_ENTRIES SHOWN_
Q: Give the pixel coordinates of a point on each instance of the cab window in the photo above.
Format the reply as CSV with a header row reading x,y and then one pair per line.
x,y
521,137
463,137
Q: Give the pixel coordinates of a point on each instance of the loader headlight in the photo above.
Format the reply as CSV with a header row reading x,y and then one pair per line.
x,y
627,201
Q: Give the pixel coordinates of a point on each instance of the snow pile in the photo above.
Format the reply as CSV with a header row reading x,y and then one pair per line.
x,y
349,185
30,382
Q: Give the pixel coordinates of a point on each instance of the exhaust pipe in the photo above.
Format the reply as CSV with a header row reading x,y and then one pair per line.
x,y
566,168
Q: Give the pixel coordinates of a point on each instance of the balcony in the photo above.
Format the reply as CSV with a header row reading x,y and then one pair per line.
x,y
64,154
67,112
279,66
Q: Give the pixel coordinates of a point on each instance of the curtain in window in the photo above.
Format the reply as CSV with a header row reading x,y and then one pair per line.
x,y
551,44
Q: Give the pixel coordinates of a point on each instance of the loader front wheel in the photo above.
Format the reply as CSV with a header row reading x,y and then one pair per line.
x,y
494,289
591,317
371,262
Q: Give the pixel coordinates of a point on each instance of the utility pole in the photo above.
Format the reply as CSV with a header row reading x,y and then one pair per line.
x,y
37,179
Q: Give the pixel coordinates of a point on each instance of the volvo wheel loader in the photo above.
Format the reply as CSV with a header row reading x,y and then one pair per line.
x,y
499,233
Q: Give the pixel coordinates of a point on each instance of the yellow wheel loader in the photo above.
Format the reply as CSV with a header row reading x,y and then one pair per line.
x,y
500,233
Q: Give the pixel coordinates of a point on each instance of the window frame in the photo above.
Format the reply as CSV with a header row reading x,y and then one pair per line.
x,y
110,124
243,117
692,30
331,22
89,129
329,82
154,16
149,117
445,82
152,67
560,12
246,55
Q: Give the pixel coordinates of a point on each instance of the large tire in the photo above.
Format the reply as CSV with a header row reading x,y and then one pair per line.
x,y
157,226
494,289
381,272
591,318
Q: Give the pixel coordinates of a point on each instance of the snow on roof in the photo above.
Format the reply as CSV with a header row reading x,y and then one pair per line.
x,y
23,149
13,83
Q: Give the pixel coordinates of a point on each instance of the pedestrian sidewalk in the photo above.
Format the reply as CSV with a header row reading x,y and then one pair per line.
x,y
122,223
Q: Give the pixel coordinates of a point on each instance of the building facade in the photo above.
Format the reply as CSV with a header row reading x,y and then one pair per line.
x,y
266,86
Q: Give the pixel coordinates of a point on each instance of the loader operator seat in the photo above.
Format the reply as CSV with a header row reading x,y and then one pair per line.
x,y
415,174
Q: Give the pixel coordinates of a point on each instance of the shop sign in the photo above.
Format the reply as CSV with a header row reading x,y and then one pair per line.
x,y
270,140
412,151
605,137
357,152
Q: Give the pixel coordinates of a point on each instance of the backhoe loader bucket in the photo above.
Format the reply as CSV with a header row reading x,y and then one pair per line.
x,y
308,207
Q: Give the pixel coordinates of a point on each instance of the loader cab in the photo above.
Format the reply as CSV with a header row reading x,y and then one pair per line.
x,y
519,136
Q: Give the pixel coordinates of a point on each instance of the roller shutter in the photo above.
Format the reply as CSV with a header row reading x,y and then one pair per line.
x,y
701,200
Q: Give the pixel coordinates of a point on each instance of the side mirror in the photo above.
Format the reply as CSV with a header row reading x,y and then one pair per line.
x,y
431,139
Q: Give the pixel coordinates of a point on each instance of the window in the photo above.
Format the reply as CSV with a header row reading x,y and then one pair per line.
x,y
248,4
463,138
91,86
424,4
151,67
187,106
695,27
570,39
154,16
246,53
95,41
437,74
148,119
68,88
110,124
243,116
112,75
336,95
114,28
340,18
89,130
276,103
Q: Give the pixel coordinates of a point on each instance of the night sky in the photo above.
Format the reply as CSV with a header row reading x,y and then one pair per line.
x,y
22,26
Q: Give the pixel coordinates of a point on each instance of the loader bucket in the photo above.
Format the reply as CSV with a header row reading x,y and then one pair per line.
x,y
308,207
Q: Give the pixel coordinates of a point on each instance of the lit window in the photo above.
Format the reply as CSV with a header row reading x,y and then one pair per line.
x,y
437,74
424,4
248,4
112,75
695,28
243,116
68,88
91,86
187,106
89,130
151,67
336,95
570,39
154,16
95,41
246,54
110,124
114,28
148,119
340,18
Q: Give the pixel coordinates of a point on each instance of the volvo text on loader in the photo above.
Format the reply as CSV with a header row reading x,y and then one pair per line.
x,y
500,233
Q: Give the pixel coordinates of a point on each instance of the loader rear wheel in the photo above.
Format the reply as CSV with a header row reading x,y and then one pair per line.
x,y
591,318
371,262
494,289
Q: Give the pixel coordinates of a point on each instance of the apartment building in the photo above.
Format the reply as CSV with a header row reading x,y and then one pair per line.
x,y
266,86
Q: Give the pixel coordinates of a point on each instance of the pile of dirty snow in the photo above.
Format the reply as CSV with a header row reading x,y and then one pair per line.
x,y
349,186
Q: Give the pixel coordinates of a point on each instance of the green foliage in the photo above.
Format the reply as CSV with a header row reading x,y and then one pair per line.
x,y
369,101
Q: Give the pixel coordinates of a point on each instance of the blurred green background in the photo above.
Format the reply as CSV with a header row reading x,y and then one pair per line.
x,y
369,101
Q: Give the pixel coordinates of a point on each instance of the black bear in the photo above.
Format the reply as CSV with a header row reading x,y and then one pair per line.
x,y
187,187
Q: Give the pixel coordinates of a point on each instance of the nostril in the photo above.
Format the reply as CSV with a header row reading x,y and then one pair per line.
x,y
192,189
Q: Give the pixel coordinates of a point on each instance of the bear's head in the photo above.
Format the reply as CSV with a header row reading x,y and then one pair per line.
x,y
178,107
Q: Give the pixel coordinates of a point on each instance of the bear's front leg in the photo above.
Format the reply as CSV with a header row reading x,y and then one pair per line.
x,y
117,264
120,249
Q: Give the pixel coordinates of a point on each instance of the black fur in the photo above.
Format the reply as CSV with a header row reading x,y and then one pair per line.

_THE REQUEST_
Reproduce all of the lines above word for word, with nothing changed or left out.

_ANSWER FOR THIS EXERCISE_
Q: Give the pixel coordinates of a point on each instance of the cab window in the photo above.
Format the reply as CSV with a header row reading x,y and then one pair per line.
x,y
521,137
463,137
Q: Give the pixel coordinates of a point on each instance of the loader headlight in the photo above.
Format the reply as CSV with a header row reading x,y and then one pair per line.
x,y
627,201
Q: Give the pixel coordinates of a point on each instance of the snow pile in the photo above.
Format the reply as CSV with a header row reading x,y and then one pair per line.
x,y
349,185
30,382
Q: Give the pixel coordinates of a point on each instance of the exhaust pipe in the photo above.
Format the reply as CSV with a header row reading x,y and then one pair per line.
x,y
566,168
Q: Give the pixel coordinates of a point on each instance of the balcony in the photo above.
Format the reply as CSV with a header row reading x,y and then one pair per line.
x,y
64,154
67,112
279,66
Q: Give the pixel coordinates of a point on each instance of the curtain in window in the photo above.
Format the reply as CSV with a header row reading x,y and then one pair per line.
x,y
551,44
Q: Give the pixel coordinates of a point on each instance of the loader front wheel in the photo above.
Format the reply as CSV with a header row reading x,y and then one pair per line.
x,y
494,289
591,317
371,262
Q: Give the pixel coordinates of a point on each instance of the utility pole in the photo above.
Format the reply as CSV with a header row reading x,y and then one pair per line.
x,y
37,179
Q: Give the pixel coordinates of a point on each instance of the volvo wheel loader in the photo above.
Format the reply as CSV with a header row reading x,y and then one pair per line.
x,y
499,233
Q: Give the pixel coordinates of a point on each instance of the yellow wheel loader in the photo above.
Format the reply as CSV with a header row reading x,y and then one pair per line.
x,y
500,233
Q: Give the pixel coordinates of a point on each instance of the window frame in the photo above.
Format the reply as CSV with a header row reading x,y and then one pair per line.
x,y
110,124
243,117
692,30
331,22
89,129
329,82
154,16
149,117
445,82
152,67
560,12
246,55
Q: Give the pixel coordinates of a point on each instance of the large tire in the photo above.
Format the reply as CSV with a header row reading x,y and then one pair per line.
x,y
157,226
494,289
381,272
591,318
Q: Give the pixel coordinates of a point on each instance of the snow on roof in the photo above.
Format the reply as CSV with a header row reading x,y and then one pair per line.
x,y
23,149
13,83
Q: Give the pixel coordinates of a point on each instance of the pedestrian sidewalk in the photo above.
Format the reply as CSV with a header row reading x,y and then one pair per line.
x,y
122,223
Q: Give the pixel coordinates of a point on each instance of the building facade in the photo above.
Format the reply as CSV with a header row reading x,y and then one pair per line.
x,y
266,86
Q: Give the pixel coordinates of a point on each instance of the loader operator seat in the photo above.
Format the reply as CSV with a header row reading x,y and then one pair per line.
x,y
415,174
Q: Give the pixel coordinates of a point on each instance of the shop sign in the photo above.
Format the reply as CSV with a header row reading x,y and then one pair per line.
x,y
270,140
412,151
605,137
357,152
Q: Give the pixel coordinates of a point on each instance of the backhoe loader bucket in the photo above.
Format the reply as CSV with a header row reading x,y and then one pair per line.
x,y
308,207
Q: Give the pixel coordinates of a point on each instance of the loader cab in the photo above.
Format the reply as CSV with a header row reading x,y and then one pair per line.
x,y
519,136
Q: Give the pixel coordinates of a point on each instance of the roller shutter in the photo above.
Format the reply as CSV with a header row reading x,y and then one pair per line.
x,y
701,200
Q: Give the pixel coordinates of a point on each instance of the side mirror in the photo above.
Format the reply as CSV with a header row reading x,y and then one pair per line.
x,y
431,139
Q: Give the pixel coordinates of a point on each instance of the window in the photo above.
Format the reply as CSV with a header row reading x,y and then one pair per line.
x,y
248,4
463,138
91,86
424,4
151,67
187,106
695,27
570,39
154,16
246,53
95,41
437,74
148,119
68,88
110,124
243,116
112,75
336,95
114,28
340,18
89,130
276,103
Q: Give the pixel coordinates of a point on each instance of the night sky in the photo above.
Format the reply as CSV with a header row reading x,y and then one pair per line.
x,y
22,26
Q: Give the pixel coordinates of a point on each instance of the loader bucket in the photo above.
Format the reply as CSV with a header row reading x,y and then one pair per line.
x,y
308,207
Q: Give the pixel coordinates of a point on each instance of the lit window in the photo above.
Format the reply as CSV with a header row reading x,y and then one pair per line.
x,y
437,74
424,4
248,4
112,75
695,28
243,116
68,88
91,86
187,106
89,130
151,67
336,95
570,39
154,16
95,41
246,54
110,124
114,28
148,119
340,18
Q: Give the pixel coordinates of a point on each instance of the volvo text on loader in the photo above.
Format the reply as CSV with a header row reading x,y and then one pair per line.
x,y
500,233
Q: Give the pixel coordinates of a point on each instance of the loader rear wheel in the photo above.
Format the reply as CSV with a header row reading x,y and then one pair per line.
x,y
591,318
371,262
494,289
Q: Give the pixel coordinates of a point on each instance of the apartment building in the photo above.
Format the reply as CSV with a header row reading x,y and then one pair per line.
x,y
266,86
Q: Give the pixel coordinates of a point on each instance of the pile of dirty snow in the photo above.
Format the reply as CSV with a header row reading x,y and then one pair per line.
x,y
349,186
Q: Give the pixel coordinates of a point on each instance of the green foliage in the photo above.
Format the reply as CSV with a header row reading x,y and then one pair per line.
x,y
369,101
Q: Give the pixel coordinates of a point on each instance of the blurred green background in the photo above.
Format the reply as CSV with a header row reading x,y and then one pair per line.
x,y
369,101
Q: Give the pixel coordinates of a point on each instance of the black bear in the photo above.
Format the reply as CSV with a header row reading x,y and then one pair per line.
x,y
187,187
Q: Give the pixel coordinates of a point on each instance of the nostril in the photo above.
Format the reply as CSV with a header row reading x,y and then one pair per line.
x,y
192,189
Q: Give the pixel coordinates of a point on each instance of the bear's head in the photo above.
Format the reply as CSV with a header row reading x,y and then one pair per line.
x,y
178,107
Q: Give the pixel coordinates of a point on each instance of the bear's front leg in the photo above.
Format the reply as CSV with a header row reading x,y and then one pair per line.
x,y
117,264
120,249
Q: Give the pixel coordinates of a point on each instance of the black fur in the photo above.
Format the reply as CSV with a header row reading x,y and then one pair per line.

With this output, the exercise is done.